* [EXTRAIT DU DOCUMENT]:

Alors qu’Israël est désormais impliqué dans une nouvelle conflagration au Moyen-Orient, les jeux de pouvoir régionaux devraient soumettre les Business planners à plus d’incertitudes et de risques. Les organisations occidentales ne sont pas seulement exposées aux risques de cyberattaques directes contre leurs actifs, mais aussi aux menaces à l’encontre de leurs principaux fournisseurs et partenaires. L’enrôlement de travailleurs locaux dans les Forces de Défense Israéliennes (FDI) est un signe précoce de l’impact que la guerre peut avoir sur les chaînes d’approvisionnement en technologies de l’information. L’intelligence est la clé de la gestion de ces risques. Les RSSI ont besoin d’une vision cyber plus claire, non seulement en termes de technologie pure, mais aussi en termes d’exposition aux risques d’un point de vue géopolitique et de la chaîne logistique.

Un horizon menaçant à l’échelle mondiale

Depuis des années, les États-nation cherchent à acquérir un avantage géopolitique par le biais d’offensives cyber. La Chine, la Russie et d’autres pays volent régulièrement des informations à leurs rivaux dans le cadre de campagnes de cyber-espionnage classiques. Ils cherchent à perturber les réseaux des fournisseurs d’infrastructures critiques ou à s’y prépositionner. Ils mènent des campagnes d’influence pour semer la peur, l’incertitude et le doute. Enfin, ils tentent de marquer des points sur le plan politique en mettant des sites web hors ligne par le biais d’attaques DDoS et de défigurations.

L’invasion de l’Ukraine par la Russie a certainement provoqué un regain d’activité sans précédent, non seulement de la part d’agents de l’État des deux côtés, mais aussi de la part d’hacktivistes patriotes. On a assisté notamment à une recrudescence d’attaques de type « wiper » contre des cibles stratégiques à l’intérieur de l’Ukraine, bien qu’un débordement majeur vers les pays alliés occidentaux ne se soit pas produit jusqu’à présent. En revanche, les activités ayant eu le plus d’impact direct sur les entreprises occidentales sont celles d’hacktivistes pro-russes tels que Killnet, qui ont mis hors service les sites web de compagnies aériennes, d’hôpitaux, de gouvernements et même de la famille royale britannique.

Des tendances similaires se dessinent au Moyen-Orient depuis l’attaque terroriste dévastatrice du Hamas contre Israël. Une étude menée par l’université de Cambridge révèle que plus de 100 hacktivistes ont lancé plus de 500 attaques de défiguration de sites web israéliens, en solidarité avec les Palestiniens. D’autres cybermenaces pourraient se développer. Le groupe de pirates informatiques Storm-1133, basé à Gaza, a déjà ciblé des entreprises de télécommunications, d’énergie et de défense en Israël. Alors que le conflit dure, l’information est essentielle aux deux parties. Cela signifie que les hackers sont en quête de renseignements stratégiques importants pouvant être utilisés pour les tactiques militaires. Des attaques destructrices ou perturbatrices sont attendues, telles que celle du groupe hacktiviste propalestinien Cyber Av3ngers qui a mis hors service le site web de la centrale électrique israélienne de Dorad.

* [CONSIGNE]: Dressez la liste de tous les groupes de pirates informatiques ou d'hacktivistes désignés par leur nom dans l'extrait du document sur les cybermenaces.

* [ENREGISTREMENTS]:
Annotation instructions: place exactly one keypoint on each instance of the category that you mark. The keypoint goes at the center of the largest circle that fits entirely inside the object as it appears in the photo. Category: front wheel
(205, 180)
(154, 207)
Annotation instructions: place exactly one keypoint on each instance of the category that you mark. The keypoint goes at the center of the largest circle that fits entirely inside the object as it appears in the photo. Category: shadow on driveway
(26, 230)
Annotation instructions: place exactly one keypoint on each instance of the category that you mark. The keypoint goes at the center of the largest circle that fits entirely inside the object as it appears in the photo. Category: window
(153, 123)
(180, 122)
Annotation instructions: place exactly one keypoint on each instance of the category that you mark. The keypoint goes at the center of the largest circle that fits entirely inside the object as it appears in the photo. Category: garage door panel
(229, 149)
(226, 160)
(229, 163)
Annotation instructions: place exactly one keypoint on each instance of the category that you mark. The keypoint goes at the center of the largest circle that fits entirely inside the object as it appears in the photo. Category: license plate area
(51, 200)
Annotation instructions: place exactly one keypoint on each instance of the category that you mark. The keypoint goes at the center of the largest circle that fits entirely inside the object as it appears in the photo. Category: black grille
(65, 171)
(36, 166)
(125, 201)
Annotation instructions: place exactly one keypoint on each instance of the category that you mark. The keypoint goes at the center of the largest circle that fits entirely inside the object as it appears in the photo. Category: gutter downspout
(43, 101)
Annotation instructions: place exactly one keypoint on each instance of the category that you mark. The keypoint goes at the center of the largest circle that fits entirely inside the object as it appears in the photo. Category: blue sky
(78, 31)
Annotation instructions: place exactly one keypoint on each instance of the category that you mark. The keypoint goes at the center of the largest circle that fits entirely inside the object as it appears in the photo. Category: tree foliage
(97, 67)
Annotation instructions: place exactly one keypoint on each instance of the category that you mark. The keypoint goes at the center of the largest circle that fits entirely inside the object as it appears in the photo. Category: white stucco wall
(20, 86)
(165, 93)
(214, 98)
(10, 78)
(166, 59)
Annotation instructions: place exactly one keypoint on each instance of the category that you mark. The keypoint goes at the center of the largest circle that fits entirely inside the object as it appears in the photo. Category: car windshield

* [CORRIGÉ]: Killnet, Storm-1133, Cyber Av3ngers